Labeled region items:
## BEGIN

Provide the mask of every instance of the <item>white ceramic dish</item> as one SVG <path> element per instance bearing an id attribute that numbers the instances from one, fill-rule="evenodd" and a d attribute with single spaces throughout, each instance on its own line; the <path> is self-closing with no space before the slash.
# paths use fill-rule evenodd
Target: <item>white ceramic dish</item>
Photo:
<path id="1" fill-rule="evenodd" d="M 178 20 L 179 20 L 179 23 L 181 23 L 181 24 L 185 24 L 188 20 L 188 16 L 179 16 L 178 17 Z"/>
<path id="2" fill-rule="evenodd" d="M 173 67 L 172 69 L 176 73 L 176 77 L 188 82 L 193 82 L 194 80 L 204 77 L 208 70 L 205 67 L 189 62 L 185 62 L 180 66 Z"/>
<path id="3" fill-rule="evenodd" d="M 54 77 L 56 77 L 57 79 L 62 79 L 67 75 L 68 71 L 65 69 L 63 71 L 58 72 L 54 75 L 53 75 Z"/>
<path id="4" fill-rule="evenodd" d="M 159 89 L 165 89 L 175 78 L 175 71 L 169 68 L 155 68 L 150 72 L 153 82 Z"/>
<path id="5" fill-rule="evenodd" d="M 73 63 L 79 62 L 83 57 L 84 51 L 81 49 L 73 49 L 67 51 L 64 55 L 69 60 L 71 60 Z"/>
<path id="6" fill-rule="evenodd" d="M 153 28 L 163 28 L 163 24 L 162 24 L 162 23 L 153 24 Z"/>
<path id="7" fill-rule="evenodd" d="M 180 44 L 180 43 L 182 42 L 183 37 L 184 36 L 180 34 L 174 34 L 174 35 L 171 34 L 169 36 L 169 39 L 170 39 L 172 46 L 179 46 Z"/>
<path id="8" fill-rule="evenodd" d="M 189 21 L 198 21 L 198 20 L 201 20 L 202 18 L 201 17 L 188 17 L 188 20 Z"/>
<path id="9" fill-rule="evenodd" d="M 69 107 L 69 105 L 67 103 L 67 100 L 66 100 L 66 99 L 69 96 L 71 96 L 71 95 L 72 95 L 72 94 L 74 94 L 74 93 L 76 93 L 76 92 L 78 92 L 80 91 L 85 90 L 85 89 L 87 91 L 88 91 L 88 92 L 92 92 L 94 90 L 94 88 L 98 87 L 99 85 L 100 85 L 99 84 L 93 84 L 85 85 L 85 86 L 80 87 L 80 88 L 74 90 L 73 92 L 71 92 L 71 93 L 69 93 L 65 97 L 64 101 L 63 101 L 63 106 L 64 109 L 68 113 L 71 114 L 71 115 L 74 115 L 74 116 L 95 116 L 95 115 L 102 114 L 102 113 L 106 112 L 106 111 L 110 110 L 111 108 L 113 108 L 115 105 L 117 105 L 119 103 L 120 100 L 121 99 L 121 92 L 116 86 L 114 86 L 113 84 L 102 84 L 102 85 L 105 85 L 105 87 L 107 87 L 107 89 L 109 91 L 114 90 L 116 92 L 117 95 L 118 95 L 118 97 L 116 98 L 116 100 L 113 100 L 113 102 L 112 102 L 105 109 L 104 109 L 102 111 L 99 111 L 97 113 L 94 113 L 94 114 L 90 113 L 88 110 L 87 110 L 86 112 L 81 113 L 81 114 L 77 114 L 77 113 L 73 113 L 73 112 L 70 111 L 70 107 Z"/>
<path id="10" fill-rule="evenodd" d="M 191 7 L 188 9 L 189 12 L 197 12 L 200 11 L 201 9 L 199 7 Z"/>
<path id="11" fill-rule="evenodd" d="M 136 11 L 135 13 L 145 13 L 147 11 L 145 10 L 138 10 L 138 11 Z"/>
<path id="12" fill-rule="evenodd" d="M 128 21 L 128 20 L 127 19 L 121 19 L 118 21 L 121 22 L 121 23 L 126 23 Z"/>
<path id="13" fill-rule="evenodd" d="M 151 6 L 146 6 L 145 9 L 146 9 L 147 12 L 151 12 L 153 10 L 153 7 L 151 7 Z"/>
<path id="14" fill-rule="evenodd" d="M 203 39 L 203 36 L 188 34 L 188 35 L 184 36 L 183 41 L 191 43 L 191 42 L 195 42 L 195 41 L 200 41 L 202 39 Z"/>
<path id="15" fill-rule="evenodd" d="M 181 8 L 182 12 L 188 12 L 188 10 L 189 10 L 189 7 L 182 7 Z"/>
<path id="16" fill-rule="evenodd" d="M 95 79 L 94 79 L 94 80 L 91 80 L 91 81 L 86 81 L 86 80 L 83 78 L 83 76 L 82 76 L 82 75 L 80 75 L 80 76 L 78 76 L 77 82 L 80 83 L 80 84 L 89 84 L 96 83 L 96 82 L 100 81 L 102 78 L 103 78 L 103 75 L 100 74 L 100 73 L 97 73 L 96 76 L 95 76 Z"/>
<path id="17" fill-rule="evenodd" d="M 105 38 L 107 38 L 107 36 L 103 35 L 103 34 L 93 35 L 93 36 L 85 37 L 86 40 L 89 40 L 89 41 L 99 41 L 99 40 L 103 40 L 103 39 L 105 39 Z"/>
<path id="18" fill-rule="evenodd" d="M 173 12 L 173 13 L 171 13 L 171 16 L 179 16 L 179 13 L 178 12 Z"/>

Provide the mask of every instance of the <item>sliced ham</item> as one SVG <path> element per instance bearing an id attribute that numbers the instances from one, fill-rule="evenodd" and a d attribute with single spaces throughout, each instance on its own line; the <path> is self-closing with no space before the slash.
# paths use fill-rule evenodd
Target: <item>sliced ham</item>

## END

Task statement: Convert the part of the items that opens with the line containing "Provide the mask of every instance of the <item>sliced" and runs through the final line into a JSON list of strings, one string per line, leaving out blank lines.

The answer:
[
  "Provide the mask of every instance of the <item>sliced ham</item> as one SVG <path> element per instance bearing an id attribute that numbers the instances from one, fill-rule=\"evenodd\" and a d attribute with single spaces throughout, each instance on its own line; the <path> is self-closing with no space before the slash.",
  "# paths use fill-rule evenodd",
  "Target: <item>sliced ham</item>"
]